== EXCERPTED RECORDS

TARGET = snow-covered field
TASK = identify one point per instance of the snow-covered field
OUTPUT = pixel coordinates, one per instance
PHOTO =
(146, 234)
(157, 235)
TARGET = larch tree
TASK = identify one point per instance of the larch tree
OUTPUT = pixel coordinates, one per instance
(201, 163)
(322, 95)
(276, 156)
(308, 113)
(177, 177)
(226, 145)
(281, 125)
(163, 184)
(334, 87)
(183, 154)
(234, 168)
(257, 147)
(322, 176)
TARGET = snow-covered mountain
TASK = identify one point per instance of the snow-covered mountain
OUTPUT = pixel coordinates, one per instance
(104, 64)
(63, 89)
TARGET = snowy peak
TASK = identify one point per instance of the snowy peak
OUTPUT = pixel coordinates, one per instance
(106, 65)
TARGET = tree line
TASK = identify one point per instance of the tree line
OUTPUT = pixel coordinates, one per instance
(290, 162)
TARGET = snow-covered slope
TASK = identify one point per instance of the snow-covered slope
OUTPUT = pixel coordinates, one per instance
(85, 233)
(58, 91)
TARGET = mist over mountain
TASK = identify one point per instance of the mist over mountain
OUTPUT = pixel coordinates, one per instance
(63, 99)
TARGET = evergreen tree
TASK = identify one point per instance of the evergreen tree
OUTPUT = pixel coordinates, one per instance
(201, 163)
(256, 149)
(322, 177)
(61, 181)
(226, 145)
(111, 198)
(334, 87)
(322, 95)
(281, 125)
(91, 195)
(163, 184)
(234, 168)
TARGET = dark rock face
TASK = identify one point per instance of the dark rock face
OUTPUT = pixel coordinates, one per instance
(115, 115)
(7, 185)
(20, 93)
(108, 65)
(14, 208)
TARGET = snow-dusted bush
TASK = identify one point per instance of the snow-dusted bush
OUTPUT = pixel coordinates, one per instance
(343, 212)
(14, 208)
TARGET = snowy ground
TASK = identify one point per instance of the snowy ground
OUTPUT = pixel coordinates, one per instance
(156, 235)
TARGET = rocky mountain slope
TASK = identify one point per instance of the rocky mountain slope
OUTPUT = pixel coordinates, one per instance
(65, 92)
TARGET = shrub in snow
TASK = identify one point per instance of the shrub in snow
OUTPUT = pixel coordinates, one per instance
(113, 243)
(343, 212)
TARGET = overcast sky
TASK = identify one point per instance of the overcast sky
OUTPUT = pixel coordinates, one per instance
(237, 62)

====

TASK REQUIREMENTS: Copy every entry above line for line, changing nothing.

TASK SOLUTION:
TARGET = snow-covered field
TASK = identify one point per instance of the snow-covered field
OUTPUT = pixel coordinates, one per instance
PHOTO =
(146, 234)
(157, 235)
TARGET = larch tree
TASK = identify one point per instance of the larch tree
OUTPUT = pixel coordinates, one per instance
(201, 163)
(322, 95)
(276, 156)
(308, 113)
(177, 177)
(226, 145)
(281, 125)
(163, 184)
(334, 87)
(183, 154)
(234, 168)
(257, 147)
(322, 176)
TARGET = snow-covered mountain
TASK = identify one point per instance of the snow-covered mountain
OUTPUT = pixel coordinates, one per instance
(104, 64)
(63, 89)
TARGET = snowy peak
TASK = identify one point per instance of the snowy peak
OUTPUT = pixel coordinates, one per instance
(106, 65)
TARGET = tree line
TASK = identify one point per instance of the tree line
OUTPUT = pixel coordinates, one per instance
(290, 162)
TARGET = snow-covered slope
TASK = identify one point per instance of the snow-covered slope
OUTPUT = pixel coordinates, one per instance
(85, 233)
(58, 91)
TARGET = mist over mountain
TASK = identify one point per instance of the mist over mountain
OUTPUT = pixel coordinates, one per instance
(63, 99)
TARGET = evergreen tree
TASK = identify one point per instance of the evergreen tree
OUTPUT = pixel coordinates, one per instance
(201, 163)
(256, 149)
(322, 177)
(61, 181)
(226, 145)
(111, 198)
(334, 87)
(322, 95)
(281, 125)
(91, 195)
(163, 184)
(234, 168)
TARGET = dark rock face
TASK = identify one point per instance of the dark rock face
OUTPUT = pixel coordinates, one per instance
(115, 115)
(7, 185)
(20, 93)
(108, 65)
(14, 208)
TARGET = snow-dusted bush
TASK = identify one point per instance of the snow-dusted bush
OUTPUT = pixel coordinates, one per instance
(343, 212)
(14, 208)
TARGET = snowy ground
TASK = identify one point per instance of the snowy ground
OUTPUT = pixel coordinates, one per instance
(156, 235)
TARGET = rocky mountain slope
TASK = identify one point per instance of the rocky mountain slope
OUTPUT = pixel coordinates, one per instance
(65, 92)
TARGET = shrub in snow
TASK = identify one point per instance of the shrub in snow
OUTPUT = pixel coordinates, one per instance
(113, 243)
(343, 212)
TARGET = overcast sky
TASK = identify one point per instance of the overcast sky
OUTPUT = pixel coordinates, one per instance
(237, 62)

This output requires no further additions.